▶ **The problem**: The answer must be the complete listing, copied exactly.

▶ **The records**:
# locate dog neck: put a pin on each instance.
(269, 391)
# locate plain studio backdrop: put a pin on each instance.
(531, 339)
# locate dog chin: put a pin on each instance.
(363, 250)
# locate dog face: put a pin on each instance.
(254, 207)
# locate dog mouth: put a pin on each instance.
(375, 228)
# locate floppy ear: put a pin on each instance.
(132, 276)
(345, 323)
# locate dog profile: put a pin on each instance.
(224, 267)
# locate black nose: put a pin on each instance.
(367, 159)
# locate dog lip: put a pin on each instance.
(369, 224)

▶ **Answer to this task**:
# locate dog neck: put a pin on each instance.
(269, 391)
# locate plain studio backdrop: put a pin on each instance.
(531, 339)
# locate dog chin: put a pin on each instance.
(363, 250)
# locate dog face: put a pin on each instance.
(254, 207)
# locate dog mouth: put a pin on each instance.
(375, 228)
# locate floppy ear: put a pin on each instance.
(132, 276)
(345, 323)
# locate dog profile: put a pin on each instance.
(224, 267)
# locate black nose: put a pin on each instance.
(367, 159)
# locate dog lip: put a pin on each instance.
(369, 224)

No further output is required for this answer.